■ **Текст для чтения**:

=-=-=-=-=

Предлагаемый читателю материал — эссе о Сократе. В центре внимания автора находятся, прежде всего, не философские воззрения, а именно личность Сократа, Сократ-человек. Автор отмечает, что предлагаемый текст, безусловно, не претендует на то, чтобы рассматриваться как «единственно верный взгляд» на философа. Скорее, он представляет собой возможную «фантазию» о философе, к тому же, выполненную в «психоаналитическом ключе». В статье проводится реконструкция центрального внутреннего конфликта, который, по мнению автора, определил не только развитие философских взглядов Сократа, а также его метода, но и наложил свой отпечаток на его судьбу

Общая информация

Рубрика издания: Анализ случая

Для цитаты: Трунов Д.Г. Сократ «деструктивный» (психоаналитическая фантазия) // Консультативная психология и психотерапия. 2007. Том 15. № 1.

Полный текст

Следующий ниже текст нуждается в предварительном пояснении.

Сократ деструктивный - это не «настоящий» Сократ. Смысл настоящей статьи вовсе не в том, чтобы реконструировать «личность Сократа», какой она была «на самом деле». Задача более скромная - нарисовать возможный психологический портрет человека по имени Сократ, где просматриваются психологические мотивы его философского миросозерцания и некоторых его поступков. При этом статья ни в малейшей степени не ставит целью принизить Сократа или его философию, редуцировав ее до уровня «сублимации психических комплексов». Я с огромным пиететом отношусь к Сократу. Он всегда восхищал меня как человек - именно как человек, прежде всего, а потом уже как философ. Но не так уж странно, что мне как психотерапевту захотелось посмотреть на него со своей стороны, нисколько не умаляя его значения как философа. Я попытался увидеть в глубине Сократа не великого мудреца, а простого человека со своим индивидуальным отношением к миру. Предпринятая мною попытка анализа не затрагивает ни исторические, ни философские аспекты его существования и деятельности - это сугубо психологический анализ особого (но, опять же, отнюдь не клинического) случая. Я прекрасно сознаю, что написанное мною - исключительно моя фантазия (что и отражено в названии статьи). Думаю, однако, что я имею право на этот вымысел, поскольку я, действительно, с искренним восхищением и уважением отношусь к его главному герою.

=-=-=-=-=

■ **Исходные данные**:
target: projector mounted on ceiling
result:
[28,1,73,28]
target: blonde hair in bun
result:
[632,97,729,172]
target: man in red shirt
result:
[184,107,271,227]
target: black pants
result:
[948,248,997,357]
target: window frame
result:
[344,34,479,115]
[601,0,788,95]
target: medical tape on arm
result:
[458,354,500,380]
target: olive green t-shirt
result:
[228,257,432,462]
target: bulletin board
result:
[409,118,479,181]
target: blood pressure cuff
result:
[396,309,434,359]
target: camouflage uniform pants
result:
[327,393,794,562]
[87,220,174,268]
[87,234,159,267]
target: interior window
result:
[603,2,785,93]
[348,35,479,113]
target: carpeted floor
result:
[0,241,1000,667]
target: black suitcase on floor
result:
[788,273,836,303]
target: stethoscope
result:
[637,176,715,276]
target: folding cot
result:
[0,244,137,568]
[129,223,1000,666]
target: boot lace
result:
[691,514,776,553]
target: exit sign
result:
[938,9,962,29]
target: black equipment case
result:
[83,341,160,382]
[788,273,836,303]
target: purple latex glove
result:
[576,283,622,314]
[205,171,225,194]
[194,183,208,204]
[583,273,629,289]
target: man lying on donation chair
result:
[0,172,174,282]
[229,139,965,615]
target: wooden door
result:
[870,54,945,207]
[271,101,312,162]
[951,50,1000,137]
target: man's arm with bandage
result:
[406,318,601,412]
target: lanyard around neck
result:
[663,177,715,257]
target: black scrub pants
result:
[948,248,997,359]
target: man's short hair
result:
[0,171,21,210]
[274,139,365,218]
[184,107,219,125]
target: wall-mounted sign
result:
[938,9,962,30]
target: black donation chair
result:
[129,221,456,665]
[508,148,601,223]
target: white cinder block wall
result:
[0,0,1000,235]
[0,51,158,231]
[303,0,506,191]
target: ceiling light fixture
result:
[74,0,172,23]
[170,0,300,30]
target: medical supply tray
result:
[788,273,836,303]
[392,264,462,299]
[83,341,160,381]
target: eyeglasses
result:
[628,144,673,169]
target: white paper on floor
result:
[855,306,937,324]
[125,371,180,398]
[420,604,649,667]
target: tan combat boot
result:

=-=-=-=-=

■ **Задание**: Перепишите из текста о Сократе фрагмент, начинающийся словами «Общая информация» и продолжающийся до слов «Том 15. № 1.» включительно. Приведённый выше список представляет собой самостоятельный материал.

■ **Ответ**:
Общая информация

Рубрика издания: Анализ случая

Для цитаты: Трунов Д.Г. Сократ «деструктивный» (психоаналитическая фантазия) // Консультативная психология и психотерапия. 2007. Том 15. № 1.